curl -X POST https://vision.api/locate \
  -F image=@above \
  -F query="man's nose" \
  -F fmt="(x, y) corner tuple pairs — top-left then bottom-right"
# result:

• • • • •

### Instructions to follow:
Render each line of the material above as a Markdown table with the columns Row and Line text, numbering the rows in order and omitting any blank lines.

### Result:
| Row | Line text |
|---|---|
| 1 | curl -X POST https://vision.api/locate \ |
| 2 |   -F image=@above \ |
| 3 |   -F query="man's nose" \ |
| 4 |   -F fmt="(x, y) corner tuple pairs — top-left then bottom-right" |
| 5 | # result: |